Será necesario construir un nuevo contrato social que contemple los derechos de las mujeres y la sostenibilidad

Un grupo de policías arrestan a un manifestante durante una noche de protestas en Hong Kong, el 24 de diciembre del 2019

Un grupo de policías arrestan a un manifestante durante una noche de protestas en Hong Kong, el 24 de diciembre del 2019 / periodico

El año 2019 ha sido movido en muchos lugares del planeta: las protestas en las calles de Hong Kong, en diversos países de América Latina, en Francia, o en Oriente Próximo son, sin duda, un toque de atención. Quizás no han sido tan intensas como las protestas juveniles de finales de los años 60, pero sí lo suficientemente multitudinarias para que no pasen desapercibidas a los poderes formales e informales a escala global. El mundo suma un par de generaciones perdidas en muchos estratos socioeconómicos: los que sufrieron con mayor intensidad la crisis financiera del 2008 y los que siguen sufriendo la manera como se ha salido de esa hecatombe: mayor desigualdad, peor precio del trabajo, más precariedad, doble rasero para valorar el trabajo de las mujeres, menos protección social, peor educación y peor sanidad. No hay que dibujar un panorama uniformemente negro, pero sí tener en cuenta que para gran parte de la sociedad esa es la realidad de cada día. Con dos agravantes: el acceso al trabajo ya no asegura el acceso al bienestar y no hay ningún elemento que prometa un futuro mejor a medio plazo. Muchos de los que se han manifestado este año en los cinco continentes forman parte de una generación que va a vivir objetivamente peor que sus antecesoras. Ese es el núcleo del problema.
· · · ·
Actividades:
1) Determina si cada afirmación concuerda con el texto sobre las protestas de 2019: (a) las protestas de 2019 fueron más intensas que las juveniles de finales de los años 60; (b) tener trabajo ya no garantiza el bienestar; (c) muchos manifestantes pertenecen a una generación que vivirá mejor que las anteriores. Responde sí o no y cita textualmente las palabras que lo deciden.
2) Retoma el texto sobre las protestas de 2019 y continúa su argumento a partir de la última oración.
No es necesario consultar los ítems.

[Entradas de datos guardadas]
· · · ·
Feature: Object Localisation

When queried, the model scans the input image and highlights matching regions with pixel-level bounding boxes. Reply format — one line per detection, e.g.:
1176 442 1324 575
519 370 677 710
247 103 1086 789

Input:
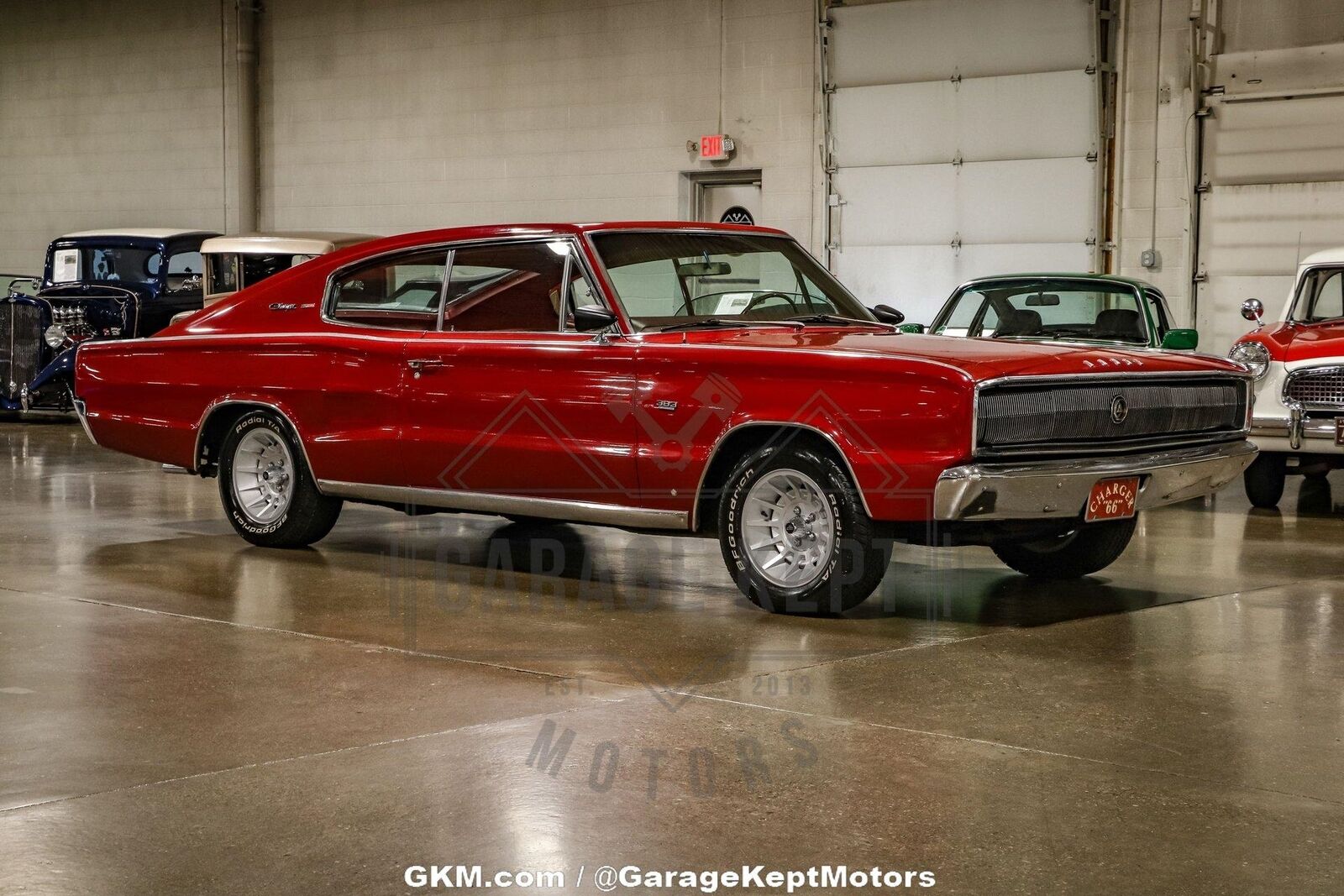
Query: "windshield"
593 233 874 329
51 246 163 284
1293 267 1344 322
932 280 1149 345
· · · ·
Soluciones:
1)
(a) No: «Quizás no han sido tan intensas como las protestas juveniles de finales de los años 60».
(b) Sí: «el acceso al trabajo ya no asegura el acceso al bienestar».
(c) No: «forman parte de una generación que va a vivir objetivamente peor que sus antecesoras».

2)
Muchas de las protestas de estos meses han tenido una dimensión inédita, que no se repetía desde los años más duros de la crisis. La razón es que la recuperación no está redistribuyendo la riqueza sino la miseria en muchos casos. Es lógico que, ante esta situación, crezcan las protestas que se canalizan en dos direcciones aparentemente contradictorias: los populismos, habitualmente vinculados a la extrema derecha, y los movimientos antisistema generalmente próximos a la extrema izquierda. Ambas formas de expresión son igualmente estériles. La respuesta a estos grandes retos vendrá desde la transformación de las estructuras económicas y, especialmente, políticas. Y se sustentará, como avisan los expertos, en dos grandes puntales: el feminismo y el ecologismo. Es decir, en el combate desde la esfera política contra la emergencia climática y contra la violencia machista. Estas dos grandes luchas hallarán solución a partir de una radical defensa de los derechos civiles y de una nueva forma de organización económica que se base en la idea de sostenibilidad, no solo ambiental sino también social.

Los movimientos sociales empujan. Y hacen bien siempre que no asuman planteamientos violentos. Pero una vez expresada la ira, es necesario reconstruir un gran contrato social que contemple los derechos de las mujeres y la sostenibilidad. Hace un siglo, los grandes desequilibrios económicos y el capitalismo sin trabas dieron pie a dos grandes formas de totalitarismo. Pero el progreso llegó con la paz, en base a grandes acuerdos entre capital y trabajo, entre generaciones y entre Estados. La ira debe pues encauzarse políticamente y también desde los sindicatos y las patronales para transformar, que no es tan vistoso como revolucionar pero es mucho más efectivo.